━━ Data in this exercise

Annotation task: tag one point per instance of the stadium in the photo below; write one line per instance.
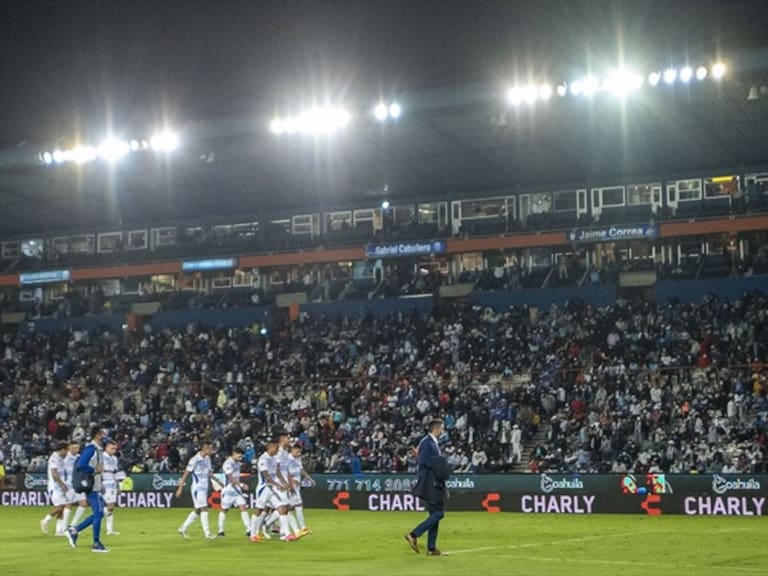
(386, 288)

━━━━
━━ Data in this exercise

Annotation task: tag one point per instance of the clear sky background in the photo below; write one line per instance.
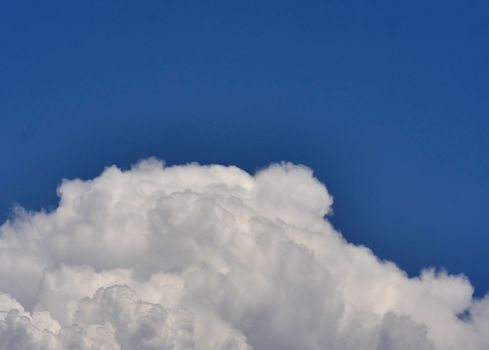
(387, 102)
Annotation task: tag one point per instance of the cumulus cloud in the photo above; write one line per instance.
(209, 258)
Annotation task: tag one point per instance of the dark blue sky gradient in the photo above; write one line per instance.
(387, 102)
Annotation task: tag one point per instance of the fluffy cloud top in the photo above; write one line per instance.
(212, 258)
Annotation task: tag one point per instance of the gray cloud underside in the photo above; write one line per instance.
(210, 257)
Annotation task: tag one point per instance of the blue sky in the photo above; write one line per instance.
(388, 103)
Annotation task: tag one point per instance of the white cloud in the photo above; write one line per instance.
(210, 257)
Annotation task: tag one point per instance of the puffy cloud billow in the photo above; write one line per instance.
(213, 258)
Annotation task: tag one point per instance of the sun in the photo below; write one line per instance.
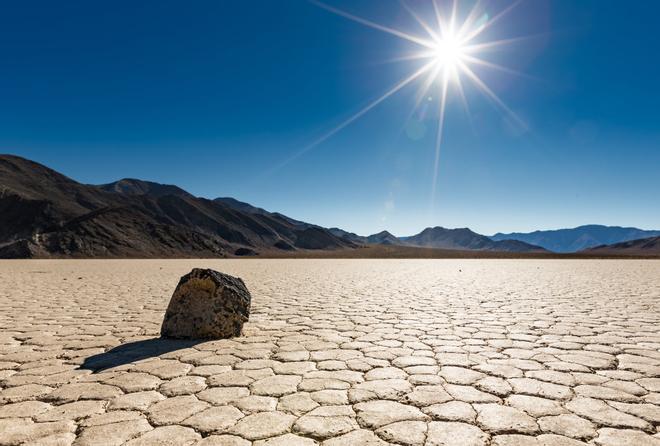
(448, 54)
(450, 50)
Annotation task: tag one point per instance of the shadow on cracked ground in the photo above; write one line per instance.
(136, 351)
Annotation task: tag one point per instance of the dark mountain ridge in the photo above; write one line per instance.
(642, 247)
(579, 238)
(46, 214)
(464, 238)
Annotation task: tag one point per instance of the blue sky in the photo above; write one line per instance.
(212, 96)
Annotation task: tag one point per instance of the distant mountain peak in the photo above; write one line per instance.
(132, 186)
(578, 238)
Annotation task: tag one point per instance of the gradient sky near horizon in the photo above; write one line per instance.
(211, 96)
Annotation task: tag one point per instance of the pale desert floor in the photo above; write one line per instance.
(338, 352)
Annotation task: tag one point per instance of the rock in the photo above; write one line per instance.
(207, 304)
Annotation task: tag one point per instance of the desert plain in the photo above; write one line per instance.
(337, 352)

━━━━

### What this task involves
Collect every line in the records that contains the word "desert", and copy each of those lines out in full.

### Final result
Annotation task: tag one point per instance of the pale desert floor in the photo above; write one line per instance.
Annotation task: tag one point per instance of the desert plain in the photo above; write one line per instance.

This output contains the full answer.